**TO BE DONE:** Express the lines of the records below as a JSON list of strings, one string per line and no blank lines, starting at the line containing "Expected: one point per instance of the player's outstretched" and running through the end of the records, both ends included.

**SUPPLIED RECORDS:**
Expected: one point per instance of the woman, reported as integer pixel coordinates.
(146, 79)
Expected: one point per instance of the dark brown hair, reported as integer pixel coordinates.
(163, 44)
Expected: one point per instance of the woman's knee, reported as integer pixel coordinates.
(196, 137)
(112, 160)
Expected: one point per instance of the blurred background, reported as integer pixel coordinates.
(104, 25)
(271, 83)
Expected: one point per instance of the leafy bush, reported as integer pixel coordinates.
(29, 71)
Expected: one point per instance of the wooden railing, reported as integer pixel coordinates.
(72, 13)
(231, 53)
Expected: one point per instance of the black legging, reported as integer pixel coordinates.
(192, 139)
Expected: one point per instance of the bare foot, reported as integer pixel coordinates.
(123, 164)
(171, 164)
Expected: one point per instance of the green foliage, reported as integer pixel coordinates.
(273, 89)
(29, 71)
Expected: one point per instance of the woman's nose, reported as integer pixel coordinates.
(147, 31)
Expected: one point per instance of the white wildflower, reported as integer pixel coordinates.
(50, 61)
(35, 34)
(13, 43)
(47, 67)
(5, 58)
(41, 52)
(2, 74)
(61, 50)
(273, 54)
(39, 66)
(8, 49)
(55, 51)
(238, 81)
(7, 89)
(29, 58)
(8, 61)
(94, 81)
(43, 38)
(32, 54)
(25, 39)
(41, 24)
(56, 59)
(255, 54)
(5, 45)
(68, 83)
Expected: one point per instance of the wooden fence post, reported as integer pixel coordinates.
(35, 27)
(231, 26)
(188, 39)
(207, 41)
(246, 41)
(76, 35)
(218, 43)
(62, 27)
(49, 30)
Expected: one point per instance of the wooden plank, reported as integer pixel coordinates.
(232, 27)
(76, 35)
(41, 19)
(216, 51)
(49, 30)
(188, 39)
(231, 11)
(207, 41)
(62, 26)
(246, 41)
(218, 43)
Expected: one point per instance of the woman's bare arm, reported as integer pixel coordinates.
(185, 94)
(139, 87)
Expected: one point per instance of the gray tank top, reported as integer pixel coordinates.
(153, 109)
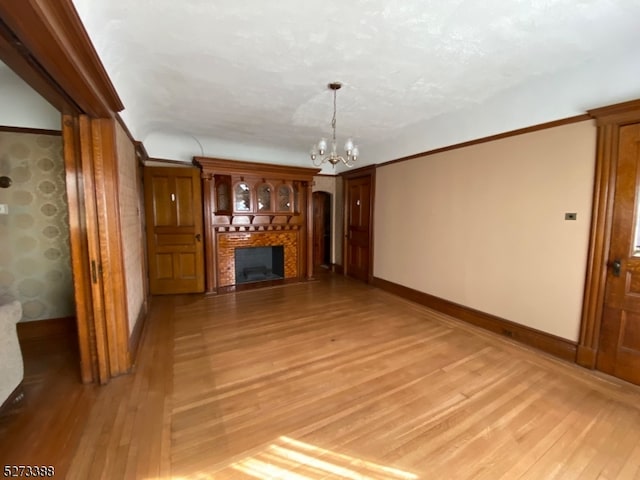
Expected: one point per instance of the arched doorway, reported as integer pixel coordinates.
(321, 229)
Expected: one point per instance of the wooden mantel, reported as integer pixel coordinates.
(286, 217)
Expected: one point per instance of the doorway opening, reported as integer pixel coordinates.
(322, 229)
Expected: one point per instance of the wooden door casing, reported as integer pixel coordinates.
(321, 229)
(359, 195)
(173, 205)
(619, 349)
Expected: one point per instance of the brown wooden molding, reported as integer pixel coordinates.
(491, 138)
(284, 172)
(35, 131)
(78, 191)
(18, 59)
(135, 339)
(546, 342)
(367, 170)
(43, 329)
(51, 33)
(168, 163)
(111, 257)
(13, 401)
(619, 113)
(609, 120)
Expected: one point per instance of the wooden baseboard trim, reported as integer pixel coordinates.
(13, 400)
(41, 329)
(337, 268)
(557, 346)
(586, 357)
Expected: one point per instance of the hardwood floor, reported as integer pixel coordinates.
(327, 379)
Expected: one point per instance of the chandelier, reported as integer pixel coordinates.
(319, 150)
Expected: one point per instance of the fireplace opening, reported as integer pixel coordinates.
(257, 264)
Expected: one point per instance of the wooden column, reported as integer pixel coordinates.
(209, 233)
(309, 241)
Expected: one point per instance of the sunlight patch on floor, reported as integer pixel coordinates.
(289, 459)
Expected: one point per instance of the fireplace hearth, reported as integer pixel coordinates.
(258, 264)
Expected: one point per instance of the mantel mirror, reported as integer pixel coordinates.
(242, 197)
(264, 197)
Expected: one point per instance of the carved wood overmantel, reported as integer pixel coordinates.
(255, 204)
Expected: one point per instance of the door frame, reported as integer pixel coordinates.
(327, 200)
(609, 120)
(45, 43)
(367, 171)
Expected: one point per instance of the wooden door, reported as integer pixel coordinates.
(321, 229)
(173, 204)
(358, 225)
(619, 350)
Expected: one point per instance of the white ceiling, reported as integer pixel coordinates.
(247, 78)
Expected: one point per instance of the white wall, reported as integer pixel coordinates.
(483, 226)
(22, 106)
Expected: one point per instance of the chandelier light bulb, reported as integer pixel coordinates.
(318, 151)
(322, 146)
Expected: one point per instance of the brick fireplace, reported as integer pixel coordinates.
(229, 241)
(250, 204)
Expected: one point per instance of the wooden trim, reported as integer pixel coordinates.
(14, 399)
(93, 279)
(284, 172)
(127, 131)
(34, 131)
(79, 243)
(609, 120)
(557, 346)
(135, 339)
(18, 59)
(141, 152)
(110, 237)
(308, 244)
(42, 329)
(618, 114)
(368, 170)
(491, 138)
(169, 163)
(53, 35)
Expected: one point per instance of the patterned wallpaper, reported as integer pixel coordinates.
(35, 263)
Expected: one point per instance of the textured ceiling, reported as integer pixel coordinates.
(248, 78)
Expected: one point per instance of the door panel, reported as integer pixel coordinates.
(163, 211)
(174, 230)
(185, 197)
(619, 352)
(358, 226)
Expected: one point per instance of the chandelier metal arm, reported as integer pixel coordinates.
(318, 151)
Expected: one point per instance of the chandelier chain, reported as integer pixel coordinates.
(320, 154)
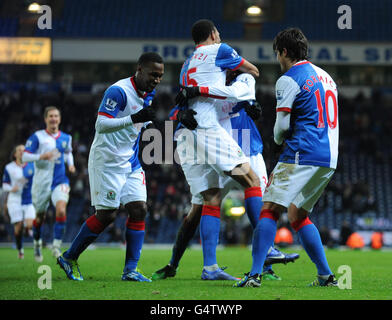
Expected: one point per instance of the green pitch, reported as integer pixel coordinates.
(102, 268)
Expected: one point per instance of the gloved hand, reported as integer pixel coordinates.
(254, 111)
(186, 93)
(144, 115)
(275, 148)
(187, 118)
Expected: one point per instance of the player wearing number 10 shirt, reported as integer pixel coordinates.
(307, 124)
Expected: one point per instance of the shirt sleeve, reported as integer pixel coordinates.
(106, 124)
(6, 177)
(68, 153)
(113, 101)
(31, 148)
(286, 90)
(32, 144)
(242, 89)
(228, 58)
(148, 99)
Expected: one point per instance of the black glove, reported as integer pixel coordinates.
(144, 115)
(253, 111)
(186, 93)
(187, 118)
(274, 147)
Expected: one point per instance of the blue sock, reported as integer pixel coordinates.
(134, 236)
(88, 233)
(209, 233)
(263, 239)
(311, 241)
(253, 204)
(59, 228)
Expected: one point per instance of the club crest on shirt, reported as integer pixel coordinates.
(110, 104)
(111, 195)
(279, 94)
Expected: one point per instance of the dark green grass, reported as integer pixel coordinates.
(102, 270)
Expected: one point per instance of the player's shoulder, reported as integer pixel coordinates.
(65, 135)
(286, 81)
(39, 134)
(322, 73)
(9, 166)
(245, 77)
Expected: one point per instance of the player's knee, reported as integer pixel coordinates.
(137, 211)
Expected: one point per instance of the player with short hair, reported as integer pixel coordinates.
(50, 149)
(17, 181)
(237, 119)
(115, 173)
(307, 130)
(209, 151)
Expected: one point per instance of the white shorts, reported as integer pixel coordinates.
(227, 183)
(19, 212)
(110, 189)
(42, 197)
(205, 154)
(300, 185)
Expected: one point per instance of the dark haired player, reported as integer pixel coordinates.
(307, 130)
(115, 174)
(50, 149)
(17, 181)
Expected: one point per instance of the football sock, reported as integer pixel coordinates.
(263, 239)
(37, 230)
(311, 241)
(253, 204)
(19, 240)
(209, 233)
(184, 236)
(59, 228)
(134, 236)
(214, 267)
(88, 232)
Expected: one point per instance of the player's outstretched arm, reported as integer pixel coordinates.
(248, 67)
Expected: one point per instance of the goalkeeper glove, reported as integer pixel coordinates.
(187, 118)
(253, 110)
(186, 93)
(144, 115)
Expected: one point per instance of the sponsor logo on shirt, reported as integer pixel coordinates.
(279, 94)
(111, 195)
(110, 104)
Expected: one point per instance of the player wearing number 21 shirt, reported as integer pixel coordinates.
(307, 128)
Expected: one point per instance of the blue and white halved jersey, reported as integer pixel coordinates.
(207, 67)
(234, 119)
(118, 151)
(310, 95)
(22, 176)
(49, 173)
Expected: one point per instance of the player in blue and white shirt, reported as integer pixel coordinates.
(50, 149)
(215, 152)
(17, 181)
(238, 120)
(115, 174)
(307, 124)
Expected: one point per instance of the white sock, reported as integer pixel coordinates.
(57, 243)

**CORRECT ANSWER:**
[
  "Expected: one point per instance of the player's outstretched arm, reported as integer pixel coordinates.",
  "(248, 67)",
  "Expected: one point per instance of the goalkeeper glove, reported as integer pixel coordinates.",
  "(187, 118)",
  "(253, 110)",
  "(186, 93)",
  "(144, 115)",
  "Expected: one point per instance of the sponsor logo on shirt, reported as integer pixel coordinates.",
  "(279, 94)",
  "(111, 195)",
  "(110, 104)",
  "Expected: one point per instance of the player wearing number 21 shirt, reported as integer pixel coordinates.",
  "(307, 128)",
  "Expected: one point per instance of the blue and white halved jersey, reported as integer pixel coordinates.",
  "(207, 67)",
  "(234, 119)",
  "(118, 151)",
  "(310, 95)",
  "(22, 176)",
  "(49, 173)",
  "Expected: one point per instance of the player in blue and white shirt, reported as integer pixel coordinates.",
  "(50, 149)",
  "(215, 152)",
  "(17, 181)",
  "(238, 120)",
  "(115, 174)",
  "(307, 124)",
  "Expected: one point per instance of the white sock, reported as integer pixel coordinates.",
  "(57, 243)"
]